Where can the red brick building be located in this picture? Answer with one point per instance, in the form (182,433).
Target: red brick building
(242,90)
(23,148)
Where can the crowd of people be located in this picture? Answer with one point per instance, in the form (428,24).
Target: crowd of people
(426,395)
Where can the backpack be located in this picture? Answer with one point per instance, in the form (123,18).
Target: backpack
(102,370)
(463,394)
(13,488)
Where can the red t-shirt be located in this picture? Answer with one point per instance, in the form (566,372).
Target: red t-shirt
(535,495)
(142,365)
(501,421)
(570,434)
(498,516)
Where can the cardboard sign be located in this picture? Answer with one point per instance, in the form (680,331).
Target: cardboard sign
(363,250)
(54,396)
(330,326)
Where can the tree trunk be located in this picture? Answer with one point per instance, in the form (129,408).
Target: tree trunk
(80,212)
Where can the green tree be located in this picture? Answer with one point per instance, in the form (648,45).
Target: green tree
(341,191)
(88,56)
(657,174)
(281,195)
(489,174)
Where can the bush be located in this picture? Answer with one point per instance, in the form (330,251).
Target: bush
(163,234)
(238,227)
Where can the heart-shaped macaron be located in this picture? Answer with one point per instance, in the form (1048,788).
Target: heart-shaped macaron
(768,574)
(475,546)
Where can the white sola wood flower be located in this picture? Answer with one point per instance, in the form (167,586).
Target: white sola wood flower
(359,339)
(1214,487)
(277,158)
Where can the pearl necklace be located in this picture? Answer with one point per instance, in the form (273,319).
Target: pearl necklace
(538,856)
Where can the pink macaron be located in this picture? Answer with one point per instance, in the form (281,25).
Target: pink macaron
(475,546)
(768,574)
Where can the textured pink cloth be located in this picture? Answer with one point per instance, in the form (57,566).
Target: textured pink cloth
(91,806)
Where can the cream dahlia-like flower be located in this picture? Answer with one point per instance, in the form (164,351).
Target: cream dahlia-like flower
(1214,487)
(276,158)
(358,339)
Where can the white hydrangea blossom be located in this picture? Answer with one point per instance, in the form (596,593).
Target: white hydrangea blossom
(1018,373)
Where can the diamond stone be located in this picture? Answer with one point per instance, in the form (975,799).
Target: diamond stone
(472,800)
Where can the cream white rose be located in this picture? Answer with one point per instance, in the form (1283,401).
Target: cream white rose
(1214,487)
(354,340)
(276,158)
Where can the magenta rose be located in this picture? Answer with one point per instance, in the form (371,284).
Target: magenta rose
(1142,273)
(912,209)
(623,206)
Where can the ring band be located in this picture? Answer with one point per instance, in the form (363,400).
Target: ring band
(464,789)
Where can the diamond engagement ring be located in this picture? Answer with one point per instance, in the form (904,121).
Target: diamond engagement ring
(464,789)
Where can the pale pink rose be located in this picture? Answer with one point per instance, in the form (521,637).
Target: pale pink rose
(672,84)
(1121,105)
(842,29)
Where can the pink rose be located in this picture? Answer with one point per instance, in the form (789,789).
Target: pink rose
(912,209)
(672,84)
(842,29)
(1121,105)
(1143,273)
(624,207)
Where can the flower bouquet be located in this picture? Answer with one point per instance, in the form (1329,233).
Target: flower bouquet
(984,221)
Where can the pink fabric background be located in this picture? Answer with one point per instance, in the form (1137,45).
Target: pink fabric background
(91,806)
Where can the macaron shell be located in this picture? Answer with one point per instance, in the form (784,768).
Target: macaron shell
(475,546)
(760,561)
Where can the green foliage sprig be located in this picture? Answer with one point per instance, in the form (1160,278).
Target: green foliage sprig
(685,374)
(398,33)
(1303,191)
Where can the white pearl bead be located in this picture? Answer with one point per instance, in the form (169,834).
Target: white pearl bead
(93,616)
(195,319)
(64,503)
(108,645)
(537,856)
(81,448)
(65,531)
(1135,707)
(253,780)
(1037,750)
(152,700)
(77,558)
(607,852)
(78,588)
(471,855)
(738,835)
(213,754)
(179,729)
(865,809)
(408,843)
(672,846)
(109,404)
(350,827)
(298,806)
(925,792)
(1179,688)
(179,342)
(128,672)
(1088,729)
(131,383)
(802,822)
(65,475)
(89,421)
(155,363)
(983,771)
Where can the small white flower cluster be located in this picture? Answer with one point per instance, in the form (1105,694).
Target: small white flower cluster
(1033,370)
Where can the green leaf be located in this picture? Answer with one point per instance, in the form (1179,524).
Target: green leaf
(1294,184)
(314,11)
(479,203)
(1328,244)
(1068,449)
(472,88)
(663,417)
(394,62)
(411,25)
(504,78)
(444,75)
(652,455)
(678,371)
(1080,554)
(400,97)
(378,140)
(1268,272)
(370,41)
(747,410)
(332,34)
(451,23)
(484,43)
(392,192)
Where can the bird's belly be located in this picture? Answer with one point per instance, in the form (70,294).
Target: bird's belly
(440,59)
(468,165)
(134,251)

......

__What is required__.
Print all of the entries again, exactly as written.

__Solution__.
Where can the red brick building be located in this picture? Answer with one point per instance, in the form (182,433).
Target: red brick building
(242,90)
(23,148)
Where can the crowd of people be located in this picture? Answer with one point per instance, in the form (428,24).
Target: crowd of people
(426,395)
Where can the backpack be located in this picture? Answer with one point per instance, in the form (123,18).
Target: backpack
(102,370)
(463,394)
(13,488)
Where can the red t-shirt be located in this picture? Answer with one point per instance, in the form (566,372).
Target: red t-shirt
(535,495)
(142,365)
(501,421)
(570,434)
(498,516)
Where can the cardboard sign be located in this picture? Answer with one point per instance, in the form (680,331).
Target: cardboard sign
(363,250)
(54,396)
(330,326)
Where can the tree trunk be located in this picture? Answer with one point per instance, in the form (129,408).
Target: tree trunk
(80,212)
Where can the green tree be located in this picture? Answer with one point per instance, in the form (648,45).
Target: green tree
(341,191)
(88,56)
(657,174)
(281,195)
(489,174)
Where can the bush be located in this picture? Answer with one point per instance, in the form (330,251).
Target: bush
(163,234)
(238,227)
Where can the heart-shaped macaron be located in this picture? Answer with one point per instance, in the form (1048,788).
Target: heart-shaped macaron
(768,574)
(475,546)
Where can the white sola wood flower be located in this picture? Answer with one point per instance, in the form (167,586).
Target: white sola wood flower
(359,339)
(1214,487)
(277,158)
Where can the pearl necklace be located in this picture? Answer with one point per instance, in the form (273,319).
Target: pearl necklace
(538,856)
Where can the pink macaron be located in this picture? Answer with one point per instance, in the form (281,25).
Target: pink macaron
(475,546)
(768,574)
Where can the textured pink cloth be located in this picture? Answer with one point per instance, in the form (57,566).
Target: textured pink cloth
(91,806)
Where can the cream dahlia-like flower be located in this picture? Answer with one point per instance, in the form (164,351).
Target: cream dahlia-like flower
(1214,487)
(276,158)
(358,339)
Where can the white hydrangea blossom be located in this picture? Answer with one point per instance, in the form (596,593).
Target: white hydrangea blossom
(1018,373)
Where can the diamond stone be located in this picture? Answer with one point per instance, in the form (975,799).
Target: diamond stone
(472,800)
Where can the cream white rose be located in this picture? Answer with one point per instance, in the form (1283,401).
Target: cream white rose
(1214,487)
(354,340)
(276,158)
Where can the magenta rose be located in this picture? Answer with one point per instance, in the form (371,284).
Target: magenta rose
(1142,273)
(912,209)
(623,206)
Where can the ring band be located in this picture? Answer with one point per instance, in the form (363,400).
Target: ring band
(464,789)
Where can the diamond engagement ring be located in this picture? Answer with one point per instance, in the form (904,121).
Target: diamond engagement ring
(464,789)
Where can the pale pink rose be located in this picture? Answer with one point per instance, in the form (521,637).
Target: pale pink rose
(672,84)
(1121,105)
(842,29)
Where can the pink rose be located in this picture? Answer with one point per instance, in the form (789,789).
Target: pink rose
(912,209)
(672,84)
(842,29)
(1121,105)
(1143,273)
(624,207)
Where can the flower bouquet be located in this picture? Answer with one point per instance, in the form (1329,233).
Target: flower bouquet
(984,221)
Where can the pink fabric background be located in this picture? Answer with one point per instance, in the form (1137,45).
Target: pink fabric background
(91,806)
Where can the macaron shell be located in this picture? Answer with one point per instance, in the form (784,768).
Target: macaron shell
(475,546)
(760,561)
Where can the green foliage sprig be located in this picture? Answer with one point per instance, in the form (1160,278).
Target: green foliage sprig
(685,374)
(398,33)
(1303,191)
Where can the white pearl bead be located in this picture? Answer with one point per instance, in the form (169,834).
Target: white pearl bead
(93,616)
(195,319)
(64,503)
(108,645)
(537,856)
(81,448)
(65,531)
(1135,707)
(253,780)
(1037,750)
(152,700)
(77,558)
(607,852)
(78,588)
(471,855)
(738,835)
(213,754)
(179,729)
(865,809)
(408,843)
(672,846)
(109,404)
(350,827)
(298,806)
(925,792)
(1179,688)
(179,342)
(128,672)
(1088,729)
(131,383)
(802,822)
(65,475)
(89,421)
(155,363)
(983,771)
Where can the small white flower cluster be located in this picture? Answer with one point per instance, in the form (1105,694).
Target: small white flower cluster
(1033,370)
Where can the green leaf be located in this picture? Answer with one point per instance, in the form (1179,524).
Target: green leaf
(1294,184)
(314,11)
(479,203)
(1328,244)
(1068,449)
(472,88)
(663,417)
(394,62)
(411,25)
(504,78)
(444,75)
(652,455)
(678,371)
(1080,554)
(400,97)
(378,140)
(1268,272)
(370,41)
(747,410)
(332,34)
(451,23)
(484,43)
(392,192)
Where can the bird's belly be located in this picture? Answer with one point per instance, in the form (70,294).
Target: bird's belly
(440,59)
(468,165)
(134,251)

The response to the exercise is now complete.